Piątek, 29 marca 202429/03/2024
690 680 960
690 680 960

Lublin: Zderzenie mitsubishi z fordem na al. Kraśnickiej

W poniedziałek wieczorem na skrzyżowaniu al. Kraśnickiej z ul. Wojciechowską doszło do zderzenia mitsubishi z fordem. Dwie osoby zostały przetransportowane do szpitala.

Do zdarzenia doszło w poniedziałek około godziny 23 na al. Kraśnickiej, na skrzyżowaniu z ul. Wojciechowską i ul. Zana. Jak wstępnie ustalili policjanci, kierujący pojazdem marki Mitsubishi jadąc od strony Kraśnika stracił panowanie nad pojazdem i w rejonie skrzyżowania wpadł na przeciwległy pas ruchu, a następnie zderzył się z pojazdem marki Ford.

 

Na miejscu interweniowała straż pożarna, zespoły ratownictwa medycznego oraz policja. Dwie osoby zostały przetransportowane do szpitala. W rejonie wypadku występują utrudnienia w ruchu, całkowicie zablokowany jest przejazd w kierunku Kraśnika.

Na miejscu pracują policjanci, trwa ustalanie dokładnych okoliczności zdarzenia. Kierujący pojazdami byli trzeźwi.

2018-07-02 00:13:21
(fot. wideo lublin112.pl)

*Zestaw zadań*:
A) Zaktualizuj tekst o wypadku na al. Kraśnickiej: przepisz wszystko od „Na miejscu interweniowała” aż po „w kierunku Kraśnika.”, wstawiając „policja drogowa” w miejsce „policja”.
B) O której godzinie doszło do zderzenia, według tekstu o wypadku na al. Kraśnickiej?
Pozycje nie mają tu żadnego znaczenia.

*Dostarczone dane*:
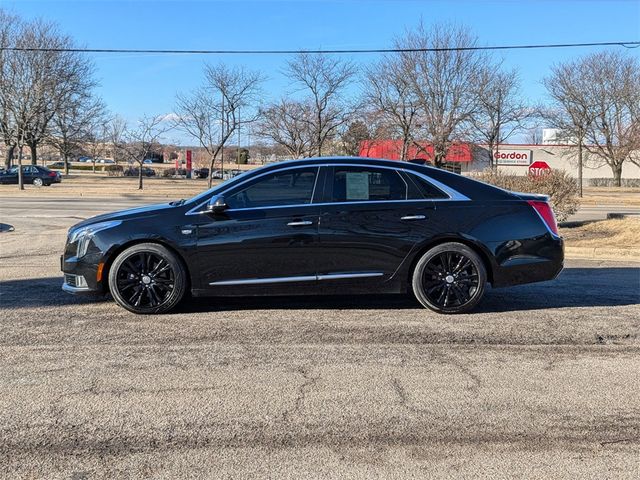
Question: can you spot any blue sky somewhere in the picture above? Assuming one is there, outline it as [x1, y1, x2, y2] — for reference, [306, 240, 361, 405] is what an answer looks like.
[0, 0, 640, 143]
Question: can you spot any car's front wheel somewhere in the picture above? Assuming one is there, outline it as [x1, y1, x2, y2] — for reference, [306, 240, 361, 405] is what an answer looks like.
[109, 243, 187, 314]
[412, 242, 487, 313]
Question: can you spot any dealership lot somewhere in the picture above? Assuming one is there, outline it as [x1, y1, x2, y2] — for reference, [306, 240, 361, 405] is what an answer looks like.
[0, 197, 640, 478]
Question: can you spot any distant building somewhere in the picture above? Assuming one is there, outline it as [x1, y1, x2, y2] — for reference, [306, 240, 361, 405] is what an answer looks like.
[360, 141, 640, 185]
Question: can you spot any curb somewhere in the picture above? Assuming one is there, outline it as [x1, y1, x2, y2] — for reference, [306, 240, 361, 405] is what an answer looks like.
[564, 246, 640, 262]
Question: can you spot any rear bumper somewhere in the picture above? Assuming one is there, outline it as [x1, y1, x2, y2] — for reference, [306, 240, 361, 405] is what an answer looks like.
[492, 234, 564, 288]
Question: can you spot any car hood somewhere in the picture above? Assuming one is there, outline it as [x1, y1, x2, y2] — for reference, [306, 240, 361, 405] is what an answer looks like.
[69, 203, 178, 233]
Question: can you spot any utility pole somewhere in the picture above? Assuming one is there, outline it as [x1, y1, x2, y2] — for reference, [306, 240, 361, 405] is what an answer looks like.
[220, 92, 224, 181]
[236, 107, 240, 165]
[491, 87, 502, 172]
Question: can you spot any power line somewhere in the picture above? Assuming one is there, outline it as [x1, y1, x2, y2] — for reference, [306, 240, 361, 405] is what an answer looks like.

*Pełne rozwiązania*:
A)
Na miejscu interweniowała straż pożarna, zespoły ratownictwa medycznego oraz policja drogowa. Dwie osoby zostały przetransportowane do szpitala. W rejonie wypadku występują utrudnienia w ruchu, całkowicie zablokowany jest przejazd w kierunku Kraśnika.

B) W poniedziałek około godziny 23.